### Records shown:
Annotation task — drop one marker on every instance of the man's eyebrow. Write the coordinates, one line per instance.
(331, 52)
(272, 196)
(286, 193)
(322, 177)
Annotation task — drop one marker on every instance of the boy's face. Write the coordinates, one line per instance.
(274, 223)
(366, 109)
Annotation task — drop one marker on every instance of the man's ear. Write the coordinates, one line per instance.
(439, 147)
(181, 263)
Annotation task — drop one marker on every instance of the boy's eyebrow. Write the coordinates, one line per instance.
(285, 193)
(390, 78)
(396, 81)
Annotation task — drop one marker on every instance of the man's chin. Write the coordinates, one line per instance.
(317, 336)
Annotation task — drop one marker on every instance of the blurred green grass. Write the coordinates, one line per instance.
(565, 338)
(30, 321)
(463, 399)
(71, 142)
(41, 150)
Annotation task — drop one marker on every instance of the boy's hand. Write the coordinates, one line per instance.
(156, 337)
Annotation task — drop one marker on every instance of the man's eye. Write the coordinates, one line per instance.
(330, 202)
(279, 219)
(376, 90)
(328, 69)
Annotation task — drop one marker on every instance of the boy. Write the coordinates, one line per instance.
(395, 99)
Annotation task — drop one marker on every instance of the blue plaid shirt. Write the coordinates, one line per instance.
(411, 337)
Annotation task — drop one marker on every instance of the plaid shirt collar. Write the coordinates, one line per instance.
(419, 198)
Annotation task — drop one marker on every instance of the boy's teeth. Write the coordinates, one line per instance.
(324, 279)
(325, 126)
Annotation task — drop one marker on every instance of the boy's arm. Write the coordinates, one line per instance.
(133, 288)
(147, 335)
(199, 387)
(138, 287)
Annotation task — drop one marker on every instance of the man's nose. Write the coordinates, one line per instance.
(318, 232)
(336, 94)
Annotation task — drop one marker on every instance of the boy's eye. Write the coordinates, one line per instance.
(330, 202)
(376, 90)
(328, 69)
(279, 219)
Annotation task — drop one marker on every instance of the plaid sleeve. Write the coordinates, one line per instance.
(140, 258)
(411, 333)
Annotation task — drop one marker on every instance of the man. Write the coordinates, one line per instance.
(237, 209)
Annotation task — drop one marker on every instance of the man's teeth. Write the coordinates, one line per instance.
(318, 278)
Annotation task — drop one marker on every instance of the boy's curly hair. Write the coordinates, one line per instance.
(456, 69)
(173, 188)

### The problem:
Please put the lines above into a Markdown table with two columns, Row and Line, where Row numbers each line in order and Line holds its text. Leave out blank lines.

### Answer to this task:
| Row | Line |
|---|---|
| 1 | Annotation task — drop one marker on every instance of the man's eyebrow. Write the coordinates, one line per instance. |
| 2 | (331, 52) |
| 3 | (272, 196) |
| 4 | (286, 193) |
| 5 | (322, 177) |
| 6 | Annotation task — drop one marker on every instance of the boy's face. Write the coordinates, one line per instance. |
| 7 | (274, 223) |
| 8 | (366, 109) |
| 9 | Annotation task — drop one marker on every instance of the man's ear. Write the coordinates, one line per instance. |
| 10 | (439, 147) |
| 11 | (181, 263) |
| 12 | Annotation task — drop one marker on every instance of the boy's eyebrow. Write the coordinates, one line per instance. |
| 13 | (285, 193) |
| 14 | (390, 78) |
| 15 | (396, 81) |
| 16 | Annotation task — drop one marker on every instance of the man's chin. Write the coordinates, one line per instance. |
| 17 | (317, 336) |
| 18 | Annotation task — drop one marker on every instance of the blurred green grass. Write the coordinates, one line per instance. |
| 19 | (565, 338) |
| 20 | (30, 321) |
| 21 | (463, 399) |
| 22 | (71, 142) |
| 23 | (41, 150) |
| 24 | Annotation task — drop one marker on every instance of the boy's hand. Write the coordinates, one line per instance. |
| 25 | (156, 337) |
| 26 | Annotation task — drop one marker on every instance of the man's eye. Write the coordinates, one line per instance. |
| 27 | (330, 202) |
| 28 | (279, 219) |
| 29 | (376, 90) |
| 30 | (328, 69) |
| 31 | Annotation task — drop one marker on every instance of the boy. Write the coordinates, one line per instance. |
| 32 | (395, 99) |
| 33 | Annotation task — drop one marker on every instance of the blue plaid shirt. Write the coordinates, one line per instance. |
| 34 | (411, 337) |
| 35 | Annotation task — drop one marker on every instance of the plaid shirt collar. Write the coordinates, one line per instance. |
| 36 | (419, 198) |
| 37 | Annotation task — drop one marker on every instance of the boy's teeth. Write the coordinates, one line per instance. |
| 38 | (324, 279) |
| 39 | (325, 126) |
| 40 | Annotation task — drop one marker on every instance of the boy's arm. Write the coordinates, one line per instance. |
| 41 | (133, 288) |
| 42 | (147, 335) |
| 43 | (199, 387) |
| 44 | (138, 287) |
| 45 | Annotation task — drop one marker on every instance of the man's nose. Write the coordinates, one line per instance. |
| 46 | (318, 232) |
| 47 | (336, 94) |
| 48 | Annotation task — drop one marker on every instance of the boy's eye. Write the coordinates, one line per instance. |
| 49 | (330, 202) |
| 50 | (376, 90) |
| 51 | (328, 69) |
| 52 | (279, 219) |
| 53 | Annotation task — drop one marker on every instance of the plaid sleeve. Write the coordinates, one line per instance. |
| 54 | (140, 258) |
| 55 | (411, 333) |
| 56 | Annotation task — drop one marker on every instance of the man. Write the coordinates, one line per instance. |
| 57 | (237, 209) |
| 58 | Annotation task — drop one marker on every instance of the man's teeth. Write the coordinates, one line per instance. |
| 59 | (318, 278) |
| 60 | Annotation task — drop one marker on every instance of the boy's curly hair. Write the coordinates, one line per instance. |
| 61 | (456, 69) |
| 62 | (173, 188) |